BEGIN Raw data

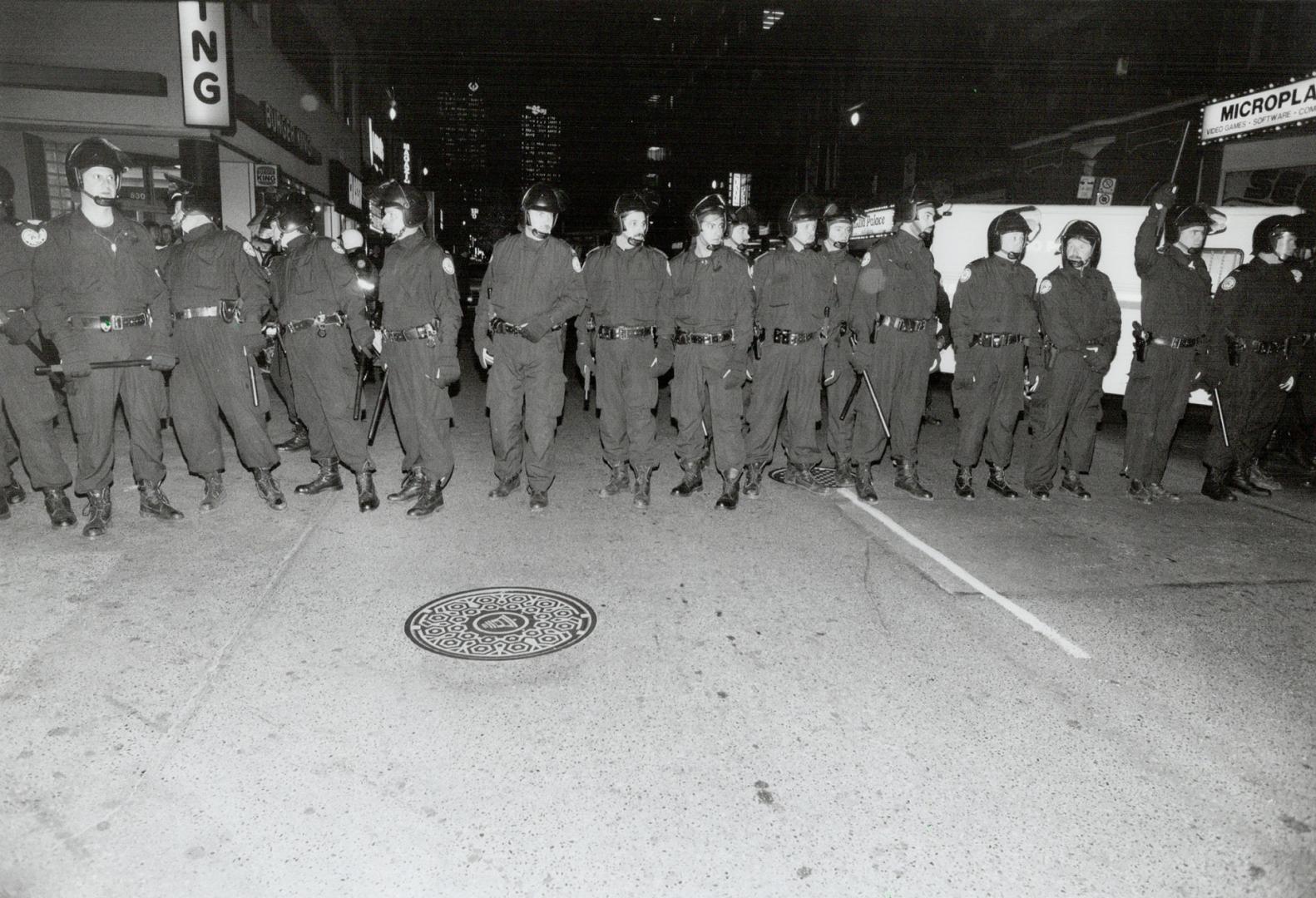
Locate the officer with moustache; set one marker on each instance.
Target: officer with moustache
(99, 298)
(532, 289)
(422, 317)
(795, 292)
(1081, 323)
(27, 400)
(1256, 316)
(321, 314)
(1175, 304)
(994, 325)
(839, 377)
(893, 337)
(626, 283)
(219, 296)
(710, 317)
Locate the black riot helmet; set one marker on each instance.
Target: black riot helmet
(95, 153)
(1011, 223)
(295, 212)
(1265, 235)
(624, 205)
(412, 201)
(714, 204)
(802, 208)
(1083, 230)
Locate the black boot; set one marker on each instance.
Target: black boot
(1216, 486)
(156, 504)
(269, 490)
(59, 511)
(965, 483)
(997, 481)
(506, 486)
(619, 483)
(368, 500)
(214, 492)
(327, 479)
(97, 511)
(730, 490)
(691, 480)
(863, 484)
(754, 479)
(642, 476)
(431, 499)
(907, 479)
(299, 441)
(412, 486)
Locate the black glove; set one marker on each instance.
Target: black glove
(22, 328)
(536, 328)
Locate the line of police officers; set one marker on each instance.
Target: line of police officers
(750, 348)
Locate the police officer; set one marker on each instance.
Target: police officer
(994, 325)
(1256, 314)
(893, 333)
(219, 296)
(626, 284)
(795, 291)
(27, 400)
(1175, 301)
(711, 320)
(101, 299)
(321, 316)
(422, 317)
(532, 289)
(839, 377)
(1081, 321)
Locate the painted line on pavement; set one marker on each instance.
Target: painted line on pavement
(978, 585)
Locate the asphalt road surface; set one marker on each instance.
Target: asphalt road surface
(796, 698)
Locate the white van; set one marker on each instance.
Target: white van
(961, 237)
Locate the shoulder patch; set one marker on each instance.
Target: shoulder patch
(36, 235)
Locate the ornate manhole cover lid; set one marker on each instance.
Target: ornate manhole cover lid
(500, 624)
(825, 476)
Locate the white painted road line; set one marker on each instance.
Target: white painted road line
(978, 585)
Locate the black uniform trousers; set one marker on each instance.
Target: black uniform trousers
(898, 366)
(423, 411)
(1155, 402)
(698, 380)
(210, 377)
(28, 402)
(988, 392)
(628, 393)
(526, 391)
(324, 379)
(1252, 402)
(1064, 416)
(786, 377)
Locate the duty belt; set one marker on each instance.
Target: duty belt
(500, 326)
(685, 337)
(791, 338)
(995, 341)
(418, 332)
(110, 323)
(603, 332)
(319, 321)
(1175, 342)
(199, 312)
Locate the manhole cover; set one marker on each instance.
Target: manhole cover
(500, 624)
(825, 476)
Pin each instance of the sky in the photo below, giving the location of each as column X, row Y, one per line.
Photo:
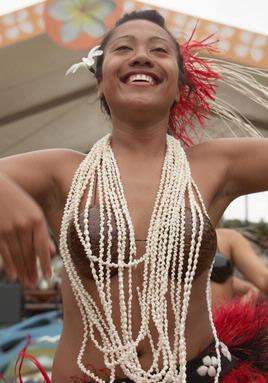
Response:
column 245, row 14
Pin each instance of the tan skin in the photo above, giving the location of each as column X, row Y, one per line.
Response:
column 238, row 249
column 37, row 183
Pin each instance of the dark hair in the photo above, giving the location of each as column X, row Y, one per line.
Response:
column 154, row 17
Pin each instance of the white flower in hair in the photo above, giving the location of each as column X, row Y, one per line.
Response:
column 87, row 62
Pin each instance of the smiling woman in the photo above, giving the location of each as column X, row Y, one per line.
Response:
column 135, row 220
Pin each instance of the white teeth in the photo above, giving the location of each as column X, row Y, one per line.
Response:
column 140, row 77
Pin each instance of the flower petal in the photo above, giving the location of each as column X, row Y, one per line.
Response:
column 94, row 28
column 69, row 31
column 212, row 371
column 60, row 10
column 74, row 68
column 202, row 370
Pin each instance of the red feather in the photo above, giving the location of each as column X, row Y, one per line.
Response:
column 194, row 107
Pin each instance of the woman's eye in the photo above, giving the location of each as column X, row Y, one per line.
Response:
column 159, row 49
column 122, row 47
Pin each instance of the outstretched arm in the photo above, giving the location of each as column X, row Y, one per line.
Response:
column 248, row 262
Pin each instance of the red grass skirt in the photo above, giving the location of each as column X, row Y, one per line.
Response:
column 243, row 327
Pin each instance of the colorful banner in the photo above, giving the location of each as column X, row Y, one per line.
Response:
column 81, row 24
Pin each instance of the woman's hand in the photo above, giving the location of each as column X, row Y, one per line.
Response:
column 23, row 234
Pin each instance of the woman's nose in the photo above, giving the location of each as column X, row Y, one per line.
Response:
column 141, row 58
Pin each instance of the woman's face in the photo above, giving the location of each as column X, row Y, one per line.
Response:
column 140, row 70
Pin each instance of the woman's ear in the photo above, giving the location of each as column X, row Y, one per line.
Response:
column 177, row 97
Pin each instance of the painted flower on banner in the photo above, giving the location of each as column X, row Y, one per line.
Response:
column 81, row 16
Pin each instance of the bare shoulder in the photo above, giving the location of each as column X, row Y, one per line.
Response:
column 230, row 234
column 44, row 174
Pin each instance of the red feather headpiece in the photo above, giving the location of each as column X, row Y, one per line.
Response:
column 193, row 107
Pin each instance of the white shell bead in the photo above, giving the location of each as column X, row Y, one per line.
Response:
column 202, row 370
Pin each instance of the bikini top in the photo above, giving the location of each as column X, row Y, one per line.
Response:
column 222, row 268
column 207, row 249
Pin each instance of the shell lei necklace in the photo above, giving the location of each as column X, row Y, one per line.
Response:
column 165, row 240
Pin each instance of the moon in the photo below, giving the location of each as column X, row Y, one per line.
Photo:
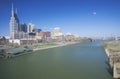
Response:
column 94, row 13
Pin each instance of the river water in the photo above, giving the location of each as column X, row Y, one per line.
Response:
column 79, row 61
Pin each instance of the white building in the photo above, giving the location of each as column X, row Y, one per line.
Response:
column 57, row 34
column 14, row 25
column 31, row 27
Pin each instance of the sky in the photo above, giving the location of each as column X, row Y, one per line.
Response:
column 88, row 18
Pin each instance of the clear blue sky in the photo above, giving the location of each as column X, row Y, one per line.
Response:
column 84, row 17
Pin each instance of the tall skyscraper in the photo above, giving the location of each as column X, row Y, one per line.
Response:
column 23, row 27
column 14, row 25
column 31, row 28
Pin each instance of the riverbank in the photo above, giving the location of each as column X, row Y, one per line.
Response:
column 55, row 45
column 112, row 49
column 14, row 52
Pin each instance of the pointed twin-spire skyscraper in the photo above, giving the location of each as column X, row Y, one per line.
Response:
column 14, row 25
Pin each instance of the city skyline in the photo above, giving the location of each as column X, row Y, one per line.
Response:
column 90, row 18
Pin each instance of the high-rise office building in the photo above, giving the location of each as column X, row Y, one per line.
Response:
column 14, row 25
column 30, row 28
column 23, row 27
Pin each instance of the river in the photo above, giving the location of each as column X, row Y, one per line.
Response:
column 79, row 61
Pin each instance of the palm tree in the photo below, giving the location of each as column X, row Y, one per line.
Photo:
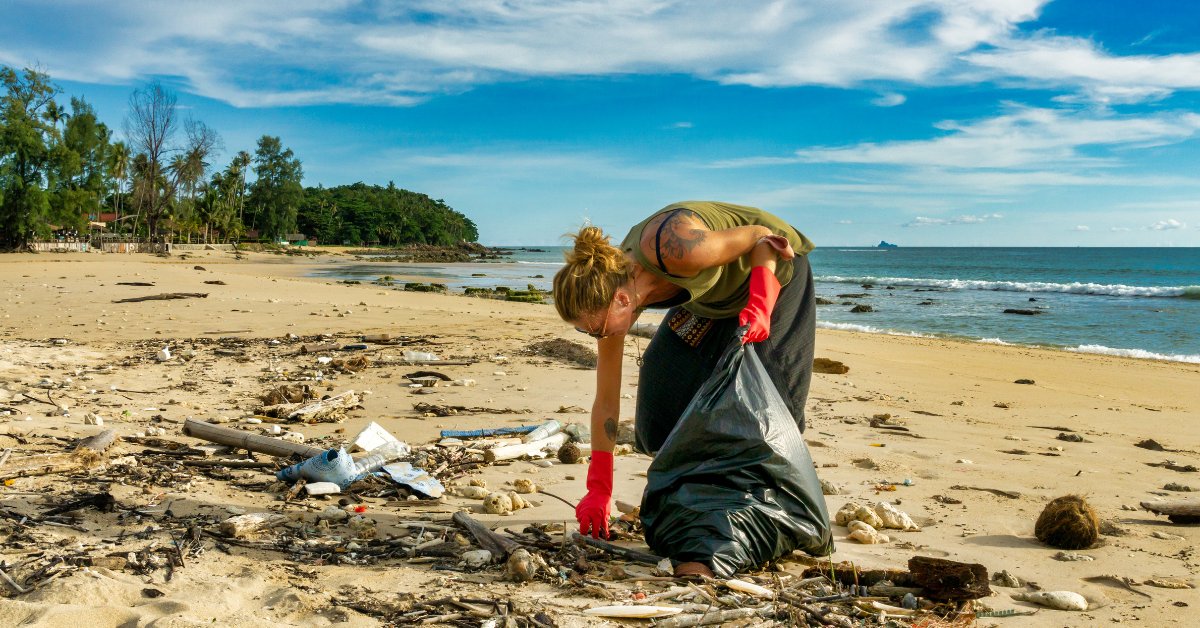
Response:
column 119, row 169
column 54, row 114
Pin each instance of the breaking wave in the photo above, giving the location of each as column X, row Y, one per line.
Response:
column 869, row 329
column 1104, row 289
column 1135, row 353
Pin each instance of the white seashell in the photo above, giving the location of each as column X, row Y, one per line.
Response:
column 867, row 514
column 477, row 558
column 1054, row 599
column 750, row 587
column 846, row 513
column 498, row 503
column 894, row 518
column 633, row 612
column 664, row 568
column 855, row 526
column 864, row 533
column 474, row 492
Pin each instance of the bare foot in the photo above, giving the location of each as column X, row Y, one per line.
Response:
column 693, row 568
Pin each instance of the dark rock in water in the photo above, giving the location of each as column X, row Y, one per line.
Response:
column 1152, row 444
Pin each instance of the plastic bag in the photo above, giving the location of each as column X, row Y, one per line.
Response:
column 733, row 484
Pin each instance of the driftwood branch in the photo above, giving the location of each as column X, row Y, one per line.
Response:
column 532, row 449
column 166, row 297
column 949, row 580
column 1177, row 510
column 498, row 545
column 250, row 442
column 95, row 446
column 617, row 550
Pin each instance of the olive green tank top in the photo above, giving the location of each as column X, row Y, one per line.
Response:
column 719, row 292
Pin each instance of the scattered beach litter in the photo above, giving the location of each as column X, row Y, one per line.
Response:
column 417, row 503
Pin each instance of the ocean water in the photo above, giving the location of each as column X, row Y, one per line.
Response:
column 1141, row 303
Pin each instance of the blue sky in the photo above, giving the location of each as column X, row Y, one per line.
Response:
column 924, row 123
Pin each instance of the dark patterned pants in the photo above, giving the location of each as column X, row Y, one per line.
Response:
column 672, row 370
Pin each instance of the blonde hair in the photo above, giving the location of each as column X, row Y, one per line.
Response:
column 593, row 273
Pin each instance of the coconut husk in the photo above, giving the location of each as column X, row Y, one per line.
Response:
column 1068, row 522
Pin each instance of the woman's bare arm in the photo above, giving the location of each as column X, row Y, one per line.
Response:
column 688, row 246
column 606, row 407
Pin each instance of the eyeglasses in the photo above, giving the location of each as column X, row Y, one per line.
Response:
column 604, row 329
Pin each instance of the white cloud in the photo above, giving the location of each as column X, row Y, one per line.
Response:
column 1107, row 78
column 343, row 51
column 1025, row 137
column 1168, row 225
column 889, row 100
column 924, row 221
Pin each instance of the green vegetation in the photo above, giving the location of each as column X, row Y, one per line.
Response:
column 61, row 169
column 372, row 214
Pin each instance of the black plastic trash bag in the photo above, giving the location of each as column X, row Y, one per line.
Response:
column 733, row 485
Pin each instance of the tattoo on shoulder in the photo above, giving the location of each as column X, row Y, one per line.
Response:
column 610, row 429
column 681, row 235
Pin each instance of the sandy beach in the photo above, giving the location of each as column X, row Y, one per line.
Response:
column 979, row 458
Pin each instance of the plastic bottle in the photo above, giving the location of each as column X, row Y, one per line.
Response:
column 543, row 431
column 377, row 458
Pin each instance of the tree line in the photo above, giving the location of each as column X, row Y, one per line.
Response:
column 61, row 167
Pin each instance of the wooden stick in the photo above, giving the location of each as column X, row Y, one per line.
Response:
column 12, row 582
column 229, row 464
column 1177, row 510
column 498, row 545
column 250, row 442
column 616, row 550
column 96, row 444
column 53, row 464
column 533, row 449
column 323, row 408
column 166, row 297
column 708, row 618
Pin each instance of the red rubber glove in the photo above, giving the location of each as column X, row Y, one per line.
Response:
column 763, row 293
column 594, row 508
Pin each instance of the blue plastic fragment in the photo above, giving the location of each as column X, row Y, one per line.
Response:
column 487, row 431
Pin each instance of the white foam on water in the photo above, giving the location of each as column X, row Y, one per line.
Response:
column 1135, row 353
column 869, row 329
column 1083, row 348
column 1102, row 289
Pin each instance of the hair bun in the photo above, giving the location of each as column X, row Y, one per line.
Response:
column 593, row 250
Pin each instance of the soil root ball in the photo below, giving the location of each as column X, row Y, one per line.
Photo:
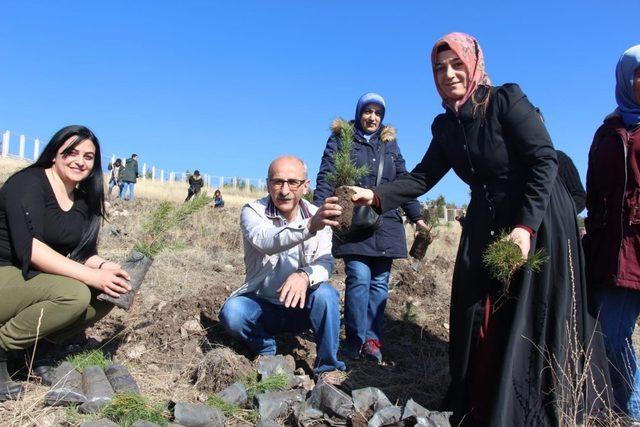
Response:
column 219, row 368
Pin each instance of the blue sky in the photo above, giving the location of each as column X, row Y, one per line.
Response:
column 224, row 87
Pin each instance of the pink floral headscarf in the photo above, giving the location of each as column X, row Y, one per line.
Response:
column 468, row 50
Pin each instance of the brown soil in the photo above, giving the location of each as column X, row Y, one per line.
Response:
column 344, row 200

END Raw data

Task requirements:
Update the rows from the line containing "Pin each instance of the red rubber" through the end of the rows, inclusive, by replacing "Response" with "Answer" and leaving everything else unchanged. Give those lines again without the pictures.

Task result:
Pin each instance of the red rubber glove in the photo above, giving the location of each as column X, row Y, one per line.
Answer:
column 763, row 293
column 594, row 508
Pin each instance of the blue plastic fragment in the photo above, giving the location of each as column X, row Y, one per line.
Answer:
column 487, row 431
Pin each instance of the white foam on water in the photo above, giving the location of each as column X, row Y, one per line.
Answer:
column 1135, row 353
column 869, row 329
column 1083, row 348
column 1102, row 289
Pin each instance of the hair bun in the photo above, giving the location of each as column X, row Y, one per line.
Answer:
column 593, row 250
Pin each instance of the soil root ball in the photo below, giving the location of each as column X, row Y, one per line.
Photo:
Answer:
column 219, row 368
Pin each instance of the blue sky in the photo above, giving the location of each as column X, row Y, one per line.
Answer:
column 224, row 87
Pin each instance of the pink floral headscarf in the photo above, giving the location of each as column X, row Y, one per line.
Answer:
column 468, row 50
Pin each instance of the brown soil in the photo above, giving the location of each as column X, row Y, one per line.
Answer:
column 344, row 200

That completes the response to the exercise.